> AIM: Render every item below as a Markdown table with the columns Row and Line. Put each line in its own numbered row and skip any blank lines.

Entries for labeling bounding boxes:
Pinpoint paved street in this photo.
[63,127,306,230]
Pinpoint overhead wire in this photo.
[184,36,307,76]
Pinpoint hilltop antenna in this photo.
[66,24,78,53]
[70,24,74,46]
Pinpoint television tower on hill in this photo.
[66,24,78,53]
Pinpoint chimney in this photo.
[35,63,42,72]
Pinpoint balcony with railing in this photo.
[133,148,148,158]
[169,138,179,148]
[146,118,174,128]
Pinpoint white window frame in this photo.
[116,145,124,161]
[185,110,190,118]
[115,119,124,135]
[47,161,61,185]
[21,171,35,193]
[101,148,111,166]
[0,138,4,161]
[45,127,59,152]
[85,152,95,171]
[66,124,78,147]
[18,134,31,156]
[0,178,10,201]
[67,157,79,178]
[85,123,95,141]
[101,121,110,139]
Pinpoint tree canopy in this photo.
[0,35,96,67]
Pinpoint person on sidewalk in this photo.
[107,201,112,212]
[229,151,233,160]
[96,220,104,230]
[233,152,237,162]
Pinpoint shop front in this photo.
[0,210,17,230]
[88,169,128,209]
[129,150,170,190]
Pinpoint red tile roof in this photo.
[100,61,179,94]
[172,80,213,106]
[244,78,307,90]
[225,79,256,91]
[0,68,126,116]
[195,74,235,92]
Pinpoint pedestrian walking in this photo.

> SOLUTION TO THE PROBLEM:
| Row | Line |
|---|---|
| 1 | Pinpoint paved street in this photo. |
| 2 | [63,127,306,230] |
| 3 | Pinpoint overhead wire in this photo. |
| 4 | [184,36,307,76] |
| 5 | Pinpoint hilltop antenna in this photo. |
| 6 | [66,24,78,53] |
| 7 | [70,24,74,46] |
| 8 | Pinpoint television tower on hill in this photo. |
| 9 | [66,24,78,53] |
| 10 | Pinpoint chimney in this photo. |
| 11 | [35,63,42,72] |
| 12 | Pinpoint balcony with railing in this photo. |
| 13 | [133,148,148,158] |
| 14 | [169,138,179,148] |
| 15 | [146,118,174,128] |
| 16 | Pinpoint white window frame in this photo. |
| 17 | [116,145,124,161] |
| 18 | [185,110,190,118] |
| 19 | [115,119,124,135] |
| 20 | [47,161,61,185] |
| 21 | [21,171,35,193] |
| 22 | [101,148,111,166] |
| 23 | [0,138,4,161] |
| 24 | [45,127,59,152] |
| 25 | [85,152,95,171] |
| 26 | [66,124,78,147] |
| 27 | [18,134,31,156] |
| 28 | [0,178,10,201] |
| 29 | [67,157,79,178] |
| 30 | [85,123,95,141] |
| 31 | [101,121,110,139] |
| 32 | Pinpoint tree canopy in this photo. |
| 33 | [0,35,96,67] |
| 34 | Pinpoint person on sidewalk in this photo. |
| 35 | [107,201,112,212] |
| 36 | [229,151,233,160] |
| 37 | [96,220,104,230] |
| 38 | [233,152,237,162] |
| 39 | Pinpoint shop front in this photo. |
| 40 | [0,210,17,230] |
| 41 | [88,169,128,209] |
| 42 | [129,150,170,190] |
| 43 | Pinpoint red tile roof in this photo. |
| 44 | [100,61,179,94] |
| 45 | [172,80,213,106] |
| 46 | [244,78,307,90] |
| 47 | [225,79,256,91] |
| 48 | [0,68,126,116] |
| 49 | [195,74,235,92] |
| 50 | Pinpoint pedestrian walking in this photo. |